→ **Aim of the exercise**: Please restate the data word for word, leaving out no line.

Data items
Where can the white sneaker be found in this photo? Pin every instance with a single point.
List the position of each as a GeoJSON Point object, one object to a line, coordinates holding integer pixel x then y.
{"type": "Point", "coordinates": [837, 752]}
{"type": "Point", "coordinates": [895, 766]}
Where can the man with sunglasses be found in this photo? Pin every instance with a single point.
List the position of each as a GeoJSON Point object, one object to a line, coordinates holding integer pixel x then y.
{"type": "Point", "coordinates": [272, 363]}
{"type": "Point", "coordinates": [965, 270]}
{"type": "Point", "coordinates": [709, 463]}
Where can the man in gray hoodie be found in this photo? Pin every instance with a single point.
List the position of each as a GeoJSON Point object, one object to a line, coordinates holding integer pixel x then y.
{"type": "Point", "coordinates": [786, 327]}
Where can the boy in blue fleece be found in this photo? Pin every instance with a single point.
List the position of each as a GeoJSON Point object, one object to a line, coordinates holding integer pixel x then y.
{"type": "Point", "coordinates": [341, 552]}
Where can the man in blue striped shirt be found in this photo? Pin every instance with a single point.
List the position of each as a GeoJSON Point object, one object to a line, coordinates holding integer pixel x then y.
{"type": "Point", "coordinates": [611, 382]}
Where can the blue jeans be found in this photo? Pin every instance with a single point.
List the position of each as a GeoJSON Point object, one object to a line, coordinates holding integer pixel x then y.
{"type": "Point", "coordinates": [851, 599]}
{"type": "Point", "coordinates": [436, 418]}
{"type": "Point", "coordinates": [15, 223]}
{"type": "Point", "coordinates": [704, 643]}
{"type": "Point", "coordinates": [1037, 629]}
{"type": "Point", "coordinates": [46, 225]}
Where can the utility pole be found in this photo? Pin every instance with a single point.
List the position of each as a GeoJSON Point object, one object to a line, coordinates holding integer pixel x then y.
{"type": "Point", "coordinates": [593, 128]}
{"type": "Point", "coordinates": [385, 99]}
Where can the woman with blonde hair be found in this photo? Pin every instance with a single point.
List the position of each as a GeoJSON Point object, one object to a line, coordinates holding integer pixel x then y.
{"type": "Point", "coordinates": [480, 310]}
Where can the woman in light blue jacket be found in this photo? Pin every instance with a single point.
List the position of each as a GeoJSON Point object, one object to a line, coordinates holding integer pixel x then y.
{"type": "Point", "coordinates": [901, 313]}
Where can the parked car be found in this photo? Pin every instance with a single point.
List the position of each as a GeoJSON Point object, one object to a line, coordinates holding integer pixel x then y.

→ **Solution to the exercise**:
Where can the white sneaker be found in this photo? Pin every instance with a single point.
List the position of each as a GeoJSON Point object, one object to a line, coordinates holding integer pixel x then y.
{"type": "Point", "coordinates": [837, 752]}
{"type": "Point", "coordinates": [895, 766]}
Where can the man with sunglasses be found in this photo? Pin every instance with a single point.
List the position of each as a GeoJSON Point object, one object to a line, coordinates holding integer pixel x then y.
{"type": "Point", "coordinates": [272, 363]}
{"type": "Point", "coordinates": [965, 270]}
{"type": "Point", "coordinates": [709, 463]}
Where can the man in gray hoodie be found in this photo? Pin every instance with a single point.
List the position of each as a GeoJSON Point object, one object to a line, coordinates holding integer pixel x then y.
{"type": "Point", "coordinates": [786, 327]}
Where can the boy in blue fleece be found in this photo? Pin every instance with a single point.
List the position of each as a GeoJSON Point object, one object to a line, coordinates holding integer pixel x then y.
{"type": "Point", "coordinates": [341, 552]}
Where can the man in blue striped shirt be found in this photo? Pin every instance with a single point.
List the position of each as a GeoJSON Point object, one object to a line, coordinates holding integer pixel x then y.
{"type": "Point", "coordinates": [611, 382]}
Where can the blue jeans be found in this photo? Pin every instance with a single point.
List the position of each as a GeoJSON Point object, one object to a line, coordinates holding integer pixel x then y.
{"type": "Point", "coordinates": [851, 599]}
{"type": "Point", "coordinates": [436, 418]}
{"type": "Point", "coordinates": [15, 223]}
{"type": "Point", "coordinates": [704, 643]}
{"type": "Point", "coordinates": [1037, 629]}
{"type": "Point", "coordinates": [46, 225]}
Where can the utility pole be found in this photo? Pin every instance with a single point.
List the position of each as a GeoJSON Point object, one object to a line, coordinates holding integer pixel x then y.
{"type": "Point", "coordinates": [593, 128]}
{"type": "Point", "coordinates": [385, 99]}
Where can the woman with blonde hair be found in this photo? Pin every instance with a single point.
List the position of each as a GeoJSON Point object, one object to a line, coordinates holding integer pixel x then y.
{"type": "Point", "coordinates": [480, 310]}
Where can the woman in light blue jacket be found in this photo? Pin every instance with a single point.
List the position of each as a GeoJSON Point object, one object to a line, coordinates holding integer pixel x then y.
{"type": "Point", "coordinates": [901, 313]}
Where can the parked car be found in this photo? Pin every instance with a single point.
List the position of each as a GeoJSON Point object, one object to a line, coordinates holding integer pixel x then y.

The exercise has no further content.